-- EXTRACT TO READ follows --
Transcript 4061_14
4061 Session 14 (3/1)
Today
• Signals
• Process Groups and Sessions
Today’s Objectives
• Define a signal and explain its purpose
• Explain what happens in the operating
system and in a user process when a
signal is generated
• Write and read code to raise, catch, block,
and ignore signals in C
• Understand process groups and sessions
– Explain how a shell assigns process groups to
a pipeline of processes, and why
Admin
• Quiz 2: Answers online
• Quiz 3: Next Thursday
Killing Processes
• kill [ -s signal ] pid …
What’s Going on Here?
• Kill is sending a “signal” to the process
• A signal is the operating system telling a
process to stop whatever it is doing and
deal with a message
– Thus, signals are asynchronous with the
process
• By default, the process terminates
• But we can override the default behavior
What are Signals Used For?
• Used by the OS to notify processes that
an event has occurred
• This is nice because the process does not
have to poll for events
Signal Types
• There are many signal types
– man 7 signal
• Signals can be generated interactively with
special chars in the terminal
– ctrl-c: SIGINT (terminate)
– ctrl-z: SIGTSTP (suspend)
– Others defined: stty -a
• How do these keyboard-generated signals
(asynchonously) find their way to the program
immediately?
Signal Vocabulary
• A signal is generated when the event causing
the signal occurs
• A signal is delivered when the process actually
takes action
• Note: there can be real time between generation
and delivery. (This gap is known as the signal’s
lifetime)
• A process can catch a signal (by defining a
signal handler), block a signal (queue the signal
for later delivery), or ignore a signal (ignore the
signal permanently).
Defaults
• If we don’t catch a signal, a default action takes
place
–
–
–
–
abort
abort w/ core dump
stop
ignore
• Override the defaults by catching, blocking, or
ignoring particular signals
– Except SIGKILL and SIGSTOP: defaults cannot be
overridden
Sending Signals
• We’ve seen how to do it from the command line:
kill
– Exclude the “SIG” prefix for the signal name
– E.g. kill -KILL 7236
• In C:
– int kill(pid_t pid, int signal)
-- EXTRACT TO READ concluded --
**TASK INSTRUCTIONS**
Write the next part of the lecture notes on signals, starting after the last line shown. The data that comes next is separate from the lecture notes on signals.
-- INFORMATION SUPPLIED follows --
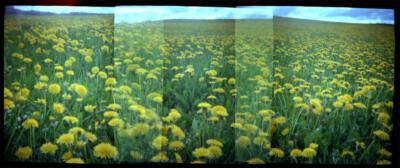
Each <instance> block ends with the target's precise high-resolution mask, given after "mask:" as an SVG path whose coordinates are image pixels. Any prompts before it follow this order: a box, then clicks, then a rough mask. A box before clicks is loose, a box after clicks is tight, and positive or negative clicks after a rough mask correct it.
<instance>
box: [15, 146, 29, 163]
mask: <svg viewBox="0 0 400 168" xmlns="http://www.w3.org/2000/svg"><path fill="white" fill-rule="evenodd" d="M31 155H32V148H31V147H29V146H26V147H19V148H18V149H17V151H16V152H15V156H17V158H18V159H19V160H26V159H28V158H29V157H31Z"/></svg>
-- INFORMATION SUPPLIED concluded --
**ANSWER BOX**
–
–
–
–
pid > 0: specified process id
pid == 0: current process group
pid == -1: all procs except init
pid < -1: process group -pid
Raising Signals
• Sending a signal to the current process is
called “raising a signal”
int raise(int signal);
• Just like: kill(getpid(), signal);
• In a single-threaded program, raising a
signal is synchronous
– If it’s not blocked or ignored, delivered before
next instruction
Blocking Signals
• Blocked signals remain pending until unblocked
– Note: we can only remember last signal
• A pending signal is immediately delivered when
unblocked
• int sigprocmask(int how,
sigset_t *set,
sigset_t *oldset)
• How is:
– SIG_BLOCK
– SIG_UNBLOCK
– SIG_SETMASK
Signal Sets
• Manipulating signal sets
– sigaddset
– sigdelset
– sigemptyset
– sigfillset
– sigismember
Handling Signals
• The easy way to do it is with “signal”
sighandler_t signal(int signum,
sighandler_t handler);
• But this way has some serious problems
• So, before we get to the more complex
(and better) way, some more structure
sigaction
int sigaction(int signum,
const struct sigaction *act,
struct sigaction *oldact);
struct sigaction {
void (*sa_handler)(int);
void (*sa_sigaction)(int,
siginfo_t *,
void *);
sigset_t sa_mask;
int sa_flags;
void (*sa_restorer)(void);
}
Waiting for a Signal
• pause, sigsuspend, and sigwait
System Shutdown
• First send a TERM signal to all processes,
wait for a grace period, then send a KILL
signal.
– KILL is a signal that cannot be handled
Signals
• More information:
http://users.actcom.co.il/~choo/lupg/tutorial
s/signals/signalsprogramming.html#sending
Process Groups
• Used for the distribution of signals
• A process is always a member of a single
process group
• A process group ID is the same as the PID
of the group’s initial member
– Thus, they share a “name space” with PIDs
• When created, each process is placed into
the process group of its parent
Sessions
• A set of one or more process groups
associated with a terminal
• Uses:
– Group user terminal sessions together
– Isolate daemons
• setsid
• A process can only join process groups in
its own session
Shells and Process Groups
• Shells, though, create new process groups,
placing related processes (e.g. those connected
with a pipe) into the same group
• Steps (for first process in pipeline):
– Fork (initially has same PG ID as the shell)
– Child issues setpgid() to set its PG ID = PID, creating
a new process group. Child is now a “process leader”
– Redirect I/O to pipe
– Exec
• Subsequent processes in pipeline:
– Same, but children set their PG ID to that of the first
child
Some Shell Tricks
• What if the parent creates the second child
in the pipeline before the first child
becomes the session leader?
• What if the first child exits before the
second child issues setpgid?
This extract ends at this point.